[DATA FOR PROCESSING]:
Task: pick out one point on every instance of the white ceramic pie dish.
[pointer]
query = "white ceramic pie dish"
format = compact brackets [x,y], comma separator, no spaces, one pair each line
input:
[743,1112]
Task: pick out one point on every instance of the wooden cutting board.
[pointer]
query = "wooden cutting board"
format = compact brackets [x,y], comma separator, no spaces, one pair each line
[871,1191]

* * *

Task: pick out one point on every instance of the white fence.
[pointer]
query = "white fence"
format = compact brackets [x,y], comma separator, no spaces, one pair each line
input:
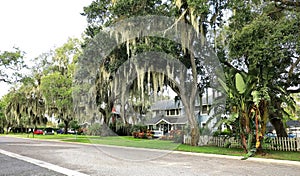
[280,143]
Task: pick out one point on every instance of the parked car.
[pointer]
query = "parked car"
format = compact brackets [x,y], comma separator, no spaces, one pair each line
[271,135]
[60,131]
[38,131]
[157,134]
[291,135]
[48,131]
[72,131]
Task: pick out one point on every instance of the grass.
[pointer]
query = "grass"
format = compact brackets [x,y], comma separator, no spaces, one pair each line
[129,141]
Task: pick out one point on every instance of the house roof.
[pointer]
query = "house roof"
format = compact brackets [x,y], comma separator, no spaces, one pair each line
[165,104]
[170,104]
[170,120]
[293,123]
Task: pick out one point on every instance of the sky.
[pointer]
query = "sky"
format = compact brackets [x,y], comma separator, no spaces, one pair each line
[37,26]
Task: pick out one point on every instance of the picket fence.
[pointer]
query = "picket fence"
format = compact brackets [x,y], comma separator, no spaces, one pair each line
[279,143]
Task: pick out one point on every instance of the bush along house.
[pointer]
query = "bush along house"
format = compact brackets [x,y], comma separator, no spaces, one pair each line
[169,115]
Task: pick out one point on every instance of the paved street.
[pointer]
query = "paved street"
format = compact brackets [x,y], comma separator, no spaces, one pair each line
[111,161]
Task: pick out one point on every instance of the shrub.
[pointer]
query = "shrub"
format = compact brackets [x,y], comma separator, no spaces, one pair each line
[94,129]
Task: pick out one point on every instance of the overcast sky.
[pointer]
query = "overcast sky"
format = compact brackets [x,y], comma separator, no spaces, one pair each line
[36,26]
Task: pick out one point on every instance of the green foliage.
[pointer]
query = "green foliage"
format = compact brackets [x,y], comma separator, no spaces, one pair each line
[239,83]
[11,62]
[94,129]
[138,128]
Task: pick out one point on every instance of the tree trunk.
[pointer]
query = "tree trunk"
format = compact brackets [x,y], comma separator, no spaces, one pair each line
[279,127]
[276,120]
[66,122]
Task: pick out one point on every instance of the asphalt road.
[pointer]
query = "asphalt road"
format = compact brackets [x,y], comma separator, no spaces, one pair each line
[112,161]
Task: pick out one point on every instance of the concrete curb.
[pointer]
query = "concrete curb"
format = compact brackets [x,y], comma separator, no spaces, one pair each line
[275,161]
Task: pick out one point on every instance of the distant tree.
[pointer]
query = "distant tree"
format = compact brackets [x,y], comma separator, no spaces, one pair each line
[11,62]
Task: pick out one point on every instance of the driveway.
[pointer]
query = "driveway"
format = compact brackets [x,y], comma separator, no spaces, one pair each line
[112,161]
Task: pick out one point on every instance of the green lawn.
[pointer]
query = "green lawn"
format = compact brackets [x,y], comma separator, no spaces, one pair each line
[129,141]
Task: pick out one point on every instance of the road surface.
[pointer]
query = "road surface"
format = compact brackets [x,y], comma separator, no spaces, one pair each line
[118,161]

[THE REQUEST]: Please count the lines in the listing above that contain the word "picket", treating uppercase and lowercase as different, and give only the number.

[EXPECTED OUTPUT]: 2